Return the entries verbatim and drop every picture.

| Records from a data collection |
---*---

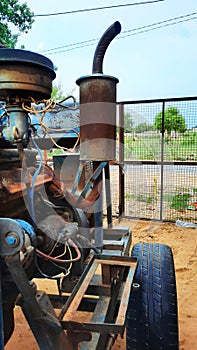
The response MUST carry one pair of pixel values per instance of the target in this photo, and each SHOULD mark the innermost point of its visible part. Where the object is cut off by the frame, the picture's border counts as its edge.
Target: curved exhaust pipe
(102, 46)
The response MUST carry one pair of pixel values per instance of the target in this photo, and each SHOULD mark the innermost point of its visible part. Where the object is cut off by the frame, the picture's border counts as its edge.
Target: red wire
(60, 260)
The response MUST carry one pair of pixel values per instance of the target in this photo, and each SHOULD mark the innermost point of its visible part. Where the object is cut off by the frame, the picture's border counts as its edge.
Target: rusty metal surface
(25, 74)
(97, 117)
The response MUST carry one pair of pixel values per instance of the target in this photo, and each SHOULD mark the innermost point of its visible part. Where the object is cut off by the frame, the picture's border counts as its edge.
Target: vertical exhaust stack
(98, 106)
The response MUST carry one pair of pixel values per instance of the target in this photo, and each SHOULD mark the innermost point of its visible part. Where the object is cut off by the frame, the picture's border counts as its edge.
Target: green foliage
(57, 92)
(190, 138)
(173, 121)
(180, 201)
(128, 122)
(144, 127)
(16, 14)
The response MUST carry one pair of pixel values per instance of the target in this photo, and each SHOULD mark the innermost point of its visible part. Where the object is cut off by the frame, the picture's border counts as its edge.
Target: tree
(144, 127)
(19, 15)
(173, 121)
(128, 122)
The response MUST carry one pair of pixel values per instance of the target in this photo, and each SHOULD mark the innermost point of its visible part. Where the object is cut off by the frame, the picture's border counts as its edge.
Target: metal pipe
(102, 46)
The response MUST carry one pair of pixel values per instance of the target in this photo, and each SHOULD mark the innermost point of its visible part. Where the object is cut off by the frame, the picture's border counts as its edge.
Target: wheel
(152, 321)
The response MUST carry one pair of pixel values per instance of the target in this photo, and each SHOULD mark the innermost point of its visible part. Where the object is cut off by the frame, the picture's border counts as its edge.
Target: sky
(154, 64)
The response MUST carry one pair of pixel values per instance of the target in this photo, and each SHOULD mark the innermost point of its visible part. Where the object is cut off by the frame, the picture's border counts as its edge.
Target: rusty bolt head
(12, 239)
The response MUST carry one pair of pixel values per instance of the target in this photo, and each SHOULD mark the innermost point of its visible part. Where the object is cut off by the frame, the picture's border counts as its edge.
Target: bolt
(12, 239)
(136, 286)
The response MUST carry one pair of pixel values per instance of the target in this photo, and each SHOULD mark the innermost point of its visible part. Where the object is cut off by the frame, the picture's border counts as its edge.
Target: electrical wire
(97, 8)
(61, 261)
(126, 33)
(31, 190)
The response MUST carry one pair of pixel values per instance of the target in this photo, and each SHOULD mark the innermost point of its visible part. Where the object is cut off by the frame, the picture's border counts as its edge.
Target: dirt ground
(183, 242)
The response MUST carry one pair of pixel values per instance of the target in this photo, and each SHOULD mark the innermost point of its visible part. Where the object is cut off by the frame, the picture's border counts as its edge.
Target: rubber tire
(152, 317)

---*---

| Task solution |
The response MUST carry one pair of pixel values per instance of the target in this photo, and each SHOULD mark the innermost point of its visible part. Where the object is cut off by the frame, the picture's border counts as its edge.
Target: curved exhaust pipe
(102, 46)
The response MUST carry one pair of pixel values per instance of the target in this photo, and each SHOULD mark the innermost point of its visible part. Where the object is cut off by the frame, the picture's border counts as its edge.
Target: red wire
(60, 260)
The response MUST carry one pair of pixel values per instance of the target in this photo, and each SHOULD mark the innermost point of its visible part. Where the object is cut off by the frame, the picture's border counts as its edge.
Target: rusty metal surface
(25, 74)
(97, 117)
The response MUST carry one pair of pixel values per instance of the target in this photo, and each SHOULD mark the innermost point of its visible part. Where the object is cut off by the frame, the picture's border counts as its edge.
Target: vertical exhaust stack
(98, 106)
The response MUST carry one pair of pixel values per instance of the target in this photo, and each SHOULD mark the innermost point of its visible part. Where the object is cut off by the frame, the picture's border counts as its edge.
Target: green foliage
(57, 92)
(190, 138)
(173, 121)
(180, 201)
(128, 122)
(144, 127)
(16, 14)
The response MUST carry one pair of pixel values per instance of the target in this photo, and each SHOULD mark the innermost point of its visible part. Where the object is cut off by the frame, the picture's border counts as its edge.
Target: tree
(144, 127)
(19, 15)
(173, 121)
(128, 122)
The response MUST carry one pair of pixel values per instance of the target in this photo, and each SHOULD mark the innermost point of its visible part. Where the object is cut off by the frame, the picture's border counts as its edge.
Target: metal pipe
(102, 46)
The response MUST carry one pair of pixel values per instance of the target in this photo, and each SHOULD mark the innermost point of its visible part. Where the object is cut off by the frame, the picture's border counts as its edge.
Target: wheel
(152, 321)
The response MUST carry one pair of pixel values per instance of the target in this photo, and each SHOULD mark the innermost point of its visible part. Where the object is cut off by the frame, the picture's border counts as its edge.
Target: sky
(154, 64)
The response MUST carry one pair of pixel values per instance of the target in this photo, and each SHOULD mark the innermost point of its visible part. Where the object is cut off by the frame, the picture's border counts as its edge.
Target: rusty bolt head
(12, 239)
The response MUST carry one pair of pixel values per instance of the target in this photo, and each SHOULD mark the innermost point of its visible part. Where the object is cut off by the frame, the picture's border counts as its edge.
Target: bolt
(12, 239)
(136, 286)
The response MUST carry one pair of pixel values per instance of the target in this photo, and each SHOULD mark the innermost point of its visible part. Where the object is cut off by the frame, the picture's border counts as its edge.
Target: electrical wire
(97, 8)
(61, 261)
(126, 33)
(31, 190)
The response MUST carry one pair of pixel values per instance of the target in this photo, and each SHOULD mark the innermost point of its visible part. Where the object is cut off by the frame, the picture's border counts as its edge.
Target: dirt ground
(183, 242)
The response MUST carry one pair of pixel values per instance of the target in this photo, and each SHOULD mark the innermost point of its visible part. Where the object is cut off by the frame, the picture's border counts as its edge.
Target: rubber tire
(152, 317)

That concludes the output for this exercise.